• Selected excerpt:

+===+

Stimulation of the EP3 receptor causes lung oedema by activation of TRPC6 in pulmonary endothelial cells

Abstract

Background: Prostaglandin E₂ (PGE₂) increases pulmonary vascular permeability by activation of the PGE₂ receptor 3 (EP₃), which may explain adverse pulmonary effects of the EP₁/EP₃ receptor agonist sulprostone in patients. In addition, PGE₂ contributes to pulmonary oedema in response to platelet-activating factor (PAF). PAF increases endothelial permeability by recruiting the cation channel transient receptor potential canonical 6 (TRPC6) to endothelial caveolae via acid sphingomyelinase (ASMase). Yet, the roles of PGE₂ and EP₃ in this pathway are unknown. We hypothesised that EP₃ receptor activation may increase pulmonary vascular permeability by activation of TRPC6, and thus, synergise with ASMase-mediated TRPC6 recruitment in PAF-induced lung oedema.

Methods: In isolated lungs, we measured increases in endothelial calcium (ΔCa²⁺) or lung weight (Δweight), and endothelial caveolar TRPC6 abundance as well as phosphorylation.

Results: PAF-induced ΔCa²⁺ and Δweight were attenuated in EP₃-deficient mice. Sulprostone replicated PAF-induced ΔCa²⁺ and Δweight which were blocked by pharmacological/genetic inhibition of TRPC6, ASMase or Src-family kinases (SrcFK). PAF, but not sulprostone, increased TRPC6 abundance in endothelial caveolae. Immunoprecipitation revealed PAF- and sulprostone-induced tyrosine-phosphorylation of TRPC6 that was prevented by inhibition of phospholipase C (PLC) or SrcFK. PLC inhibition also blocked sulprostone-induced ΔCa²⁺ and Δweight, as did inhibition of SrcFK or inhibitory G-protein (G_i) signalling.

Conclusions: EP₃ activation triggers pulmonary oedema via G_i-dependent activation of PLC and subsequent SrcFK-dependent tyrosine phosphorylation of TRPC6. In PAF-induced lung oedema, this TRPC6 activation coincides with ASMase-dependent caveolar recruitment of TRPC6, resulting in rapid endothelial Ca²⁺ influx and barrier failure.

+===+

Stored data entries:

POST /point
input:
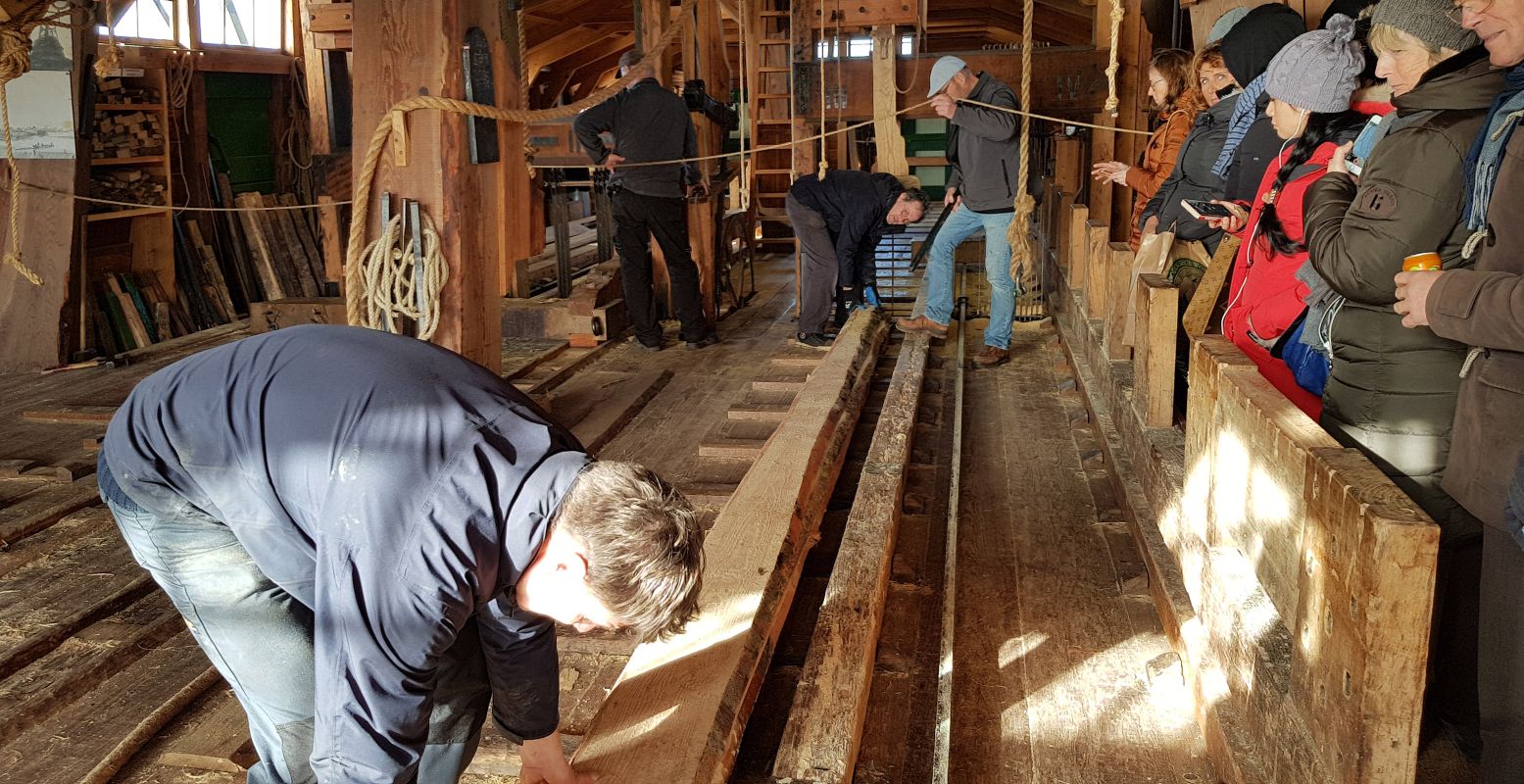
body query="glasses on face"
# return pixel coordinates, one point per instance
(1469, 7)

+===+

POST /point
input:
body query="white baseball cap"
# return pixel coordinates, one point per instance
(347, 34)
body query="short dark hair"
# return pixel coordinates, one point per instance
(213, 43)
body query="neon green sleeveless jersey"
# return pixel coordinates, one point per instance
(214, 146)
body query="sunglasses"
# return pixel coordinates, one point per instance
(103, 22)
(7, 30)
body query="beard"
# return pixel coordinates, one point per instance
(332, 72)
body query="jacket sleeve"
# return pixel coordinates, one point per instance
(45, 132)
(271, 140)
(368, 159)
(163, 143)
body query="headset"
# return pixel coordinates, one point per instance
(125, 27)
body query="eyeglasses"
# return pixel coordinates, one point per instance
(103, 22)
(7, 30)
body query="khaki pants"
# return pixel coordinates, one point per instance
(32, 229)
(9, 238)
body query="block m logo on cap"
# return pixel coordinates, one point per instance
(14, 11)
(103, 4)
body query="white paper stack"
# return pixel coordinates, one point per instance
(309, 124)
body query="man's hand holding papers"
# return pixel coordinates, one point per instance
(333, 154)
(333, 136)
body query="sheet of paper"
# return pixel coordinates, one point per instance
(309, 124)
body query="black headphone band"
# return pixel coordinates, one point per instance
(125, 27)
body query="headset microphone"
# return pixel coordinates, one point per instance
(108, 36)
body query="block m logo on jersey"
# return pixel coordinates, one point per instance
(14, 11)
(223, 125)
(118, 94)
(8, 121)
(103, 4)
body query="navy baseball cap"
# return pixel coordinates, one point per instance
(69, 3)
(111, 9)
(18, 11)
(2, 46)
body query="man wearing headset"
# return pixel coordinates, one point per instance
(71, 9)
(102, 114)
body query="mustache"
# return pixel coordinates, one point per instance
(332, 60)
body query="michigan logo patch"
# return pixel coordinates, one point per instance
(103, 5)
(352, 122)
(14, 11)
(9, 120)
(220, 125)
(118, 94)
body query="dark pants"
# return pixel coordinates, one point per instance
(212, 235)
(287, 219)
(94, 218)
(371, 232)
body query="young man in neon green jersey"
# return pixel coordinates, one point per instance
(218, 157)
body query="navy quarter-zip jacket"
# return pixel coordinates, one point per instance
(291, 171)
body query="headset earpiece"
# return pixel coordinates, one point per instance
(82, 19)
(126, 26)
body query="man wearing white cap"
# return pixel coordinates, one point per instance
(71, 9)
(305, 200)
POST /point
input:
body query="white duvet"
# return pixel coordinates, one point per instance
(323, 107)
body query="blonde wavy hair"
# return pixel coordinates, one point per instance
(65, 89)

+===+

• What is being asked: In the abstract about the EP3 receptor and lung oedema, copy everything from "Conclusions: EP₃ activation" down to "and barrier failure.", changing "barrier failure" to "barrier breakdown".

• Exercise response:
Conclusions: EP₃ activation triggers pulmonary oedema via G_i-dependent activation of PLC and subsequent SrcFK-dependent tyrosine phosphorylation of TRPC6. In PAF-induced lung oedema, this TRPC6 activation coincides with ASMase-dependent caveolar recruitment of TRPC6, resulting in rapid endothelial Ca²⁺ influx and barrier breakdown.